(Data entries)
◆ ◆ ◆

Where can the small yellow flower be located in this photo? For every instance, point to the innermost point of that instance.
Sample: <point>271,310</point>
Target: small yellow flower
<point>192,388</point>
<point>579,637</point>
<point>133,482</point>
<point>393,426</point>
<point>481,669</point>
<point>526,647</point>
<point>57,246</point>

◆ ◆ ◆

The answer should be the full set of records, reproduced exactly.

Where can the small yellow flower be located in this photo? For every instance, point to the innermost point of that instance.
Sample: <point>271,310</point>
Target: small yellow flower
<point>192,388</point>
<point>579,637</point>
<point>133,482</point>
<point>393,426</point>
<point>481,669</point>
<point>526,647</point>
<point>57,246</point>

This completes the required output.